A Canadian cross-country protest morphed into vitriol and vandalism this past week, after truck drivers from Western Canada embarked on a “Freedom Convoy” eastward to Ottawa in late January. The convoy opposes a law that went into effect on January 22, mandating proof of vaccination for truckers crossing the U.S.-Canadian border. But as the demonstration moved across the country, some protesters started to display U.S. Confederate and Nazi flags. Others defaced Canadian national monuments and harassed workers at a soup kitchen for the homeless, with more than a dozen police investigations now underway. Others still have blocked a busy border crossing between Alberta and the United States since January 29 or continue to block main streets in downtown Ottawa, where businesses have closed since January 27.

These scenes defy longstanding perceptions, within the country and globally, of Canada as a place of civility and order. Prime Minister Justin Trudeau has said that the demonstrators represent only a “small fringe minority,” noting that 90 percent of Canadian truckers are fully vaccinated. The outrage of the protests has, meanwhile, conspicuously resembled the style of right-wing populism represented in the U.S. by Donald Trump. Ottawa’s police chief says that a “significant element” of the convoy’s participants are actually from the U.S., while the Canadian Trucking Alliance claims that many of them “do not have a connection to the trucking industry.” What’s going on here?

Parker Donham is a Canadian journalist based in Kempt Head, Nova Scotia, who worked for 15 years as the co-host of a weekly public-affairs program on the CBC television network. To Donham, the convoy is rooted more in regional idiosyncrasies and pandemic fatigue than in an ascendent, pan-Canadian right-wing populist movement—though a growing nationwide antipathy toward Justin Trudeau, the leader of the Liberal Party, is playing a role. Canada doesn’t suffer from the deep partisan polarization of the U.S., Donham says, and Trump-style populism remains marginal, despite the country’s voters being split nearly evenly between liberals and conservatives. If Trump ran for national office in Canada, Donham says, he’d be rejected by a resounding majority.


Michael Bluhm: Who’s protesting and why?

Parker Donham: Canada is a big, diverse country with a range of cultures. We Canadians tend to think of Alberta as a Texas North, with an economy and culture driven by the extraction of oil—and the most environmentally unsustainable oil in the world, in the form of the tar sands. Nothing about the cavalcade suggests that it reflects anything other than a largely region-based group of people who are sympathetic to Trump and right-wing populism.

= = = = = = =

In the article about Canada's "Freedom Convoy," on what date did the law requiring truckers crossing the U.S.-Canadian border to show proof of vaccination go into effect?

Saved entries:
= = = = = = =

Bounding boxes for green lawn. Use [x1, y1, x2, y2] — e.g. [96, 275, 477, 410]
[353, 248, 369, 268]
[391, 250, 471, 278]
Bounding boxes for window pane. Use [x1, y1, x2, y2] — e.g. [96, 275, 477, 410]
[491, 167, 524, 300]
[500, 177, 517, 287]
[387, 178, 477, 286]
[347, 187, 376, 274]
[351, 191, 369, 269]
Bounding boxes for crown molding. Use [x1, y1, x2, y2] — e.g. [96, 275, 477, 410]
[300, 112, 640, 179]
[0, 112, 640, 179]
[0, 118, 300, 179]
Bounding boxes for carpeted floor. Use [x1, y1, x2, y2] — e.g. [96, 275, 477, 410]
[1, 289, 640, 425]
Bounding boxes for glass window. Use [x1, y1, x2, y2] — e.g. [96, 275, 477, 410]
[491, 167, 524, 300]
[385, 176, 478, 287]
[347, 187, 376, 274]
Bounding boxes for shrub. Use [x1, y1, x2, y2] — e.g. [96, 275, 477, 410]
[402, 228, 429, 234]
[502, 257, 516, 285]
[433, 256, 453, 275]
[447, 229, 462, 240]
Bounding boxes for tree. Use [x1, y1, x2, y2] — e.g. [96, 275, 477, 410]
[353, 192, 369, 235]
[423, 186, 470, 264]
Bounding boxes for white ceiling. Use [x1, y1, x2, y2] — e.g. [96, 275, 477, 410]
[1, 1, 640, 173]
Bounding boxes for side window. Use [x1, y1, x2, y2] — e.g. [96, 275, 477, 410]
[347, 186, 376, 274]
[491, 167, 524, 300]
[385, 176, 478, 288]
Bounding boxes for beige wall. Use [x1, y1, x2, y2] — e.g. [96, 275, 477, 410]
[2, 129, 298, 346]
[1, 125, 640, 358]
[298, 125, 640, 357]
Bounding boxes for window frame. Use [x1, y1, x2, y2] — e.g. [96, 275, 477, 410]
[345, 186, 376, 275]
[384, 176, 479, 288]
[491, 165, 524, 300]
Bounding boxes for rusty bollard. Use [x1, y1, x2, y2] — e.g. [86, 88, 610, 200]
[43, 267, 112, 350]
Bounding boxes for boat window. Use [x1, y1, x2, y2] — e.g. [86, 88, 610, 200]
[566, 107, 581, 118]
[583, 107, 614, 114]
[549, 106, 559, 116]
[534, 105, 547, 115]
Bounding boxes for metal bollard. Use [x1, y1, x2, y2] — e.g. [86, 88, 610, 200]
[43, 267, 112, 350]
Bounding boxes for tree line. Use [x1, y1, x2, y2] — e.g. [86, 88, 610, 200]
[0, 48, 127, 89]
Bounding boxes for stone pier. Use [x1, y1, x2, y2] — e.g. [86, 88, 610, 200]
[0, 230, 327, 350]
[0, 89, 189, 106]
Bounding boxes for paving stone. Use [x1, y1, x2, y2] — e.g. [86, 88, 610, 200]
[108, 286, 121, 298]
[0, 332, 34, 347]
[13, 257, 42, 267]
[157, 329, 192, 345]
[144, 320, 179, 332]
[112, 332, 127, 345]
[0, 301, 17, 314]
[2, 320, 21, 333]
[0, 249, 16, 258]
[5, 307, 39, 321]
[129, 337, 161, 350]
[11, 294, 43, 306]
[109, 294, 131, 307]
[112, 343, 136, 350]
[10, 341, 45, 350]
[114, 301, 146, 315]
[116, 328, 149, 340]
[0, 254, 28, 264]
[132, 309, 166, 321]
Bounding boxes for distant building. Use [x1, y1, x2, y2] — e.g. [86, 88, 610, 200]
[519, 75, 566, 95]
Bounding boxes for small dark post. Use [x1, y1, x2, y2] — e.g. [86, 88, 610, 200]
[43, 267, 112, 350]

= = = = = = =

→ **Written response**
January 22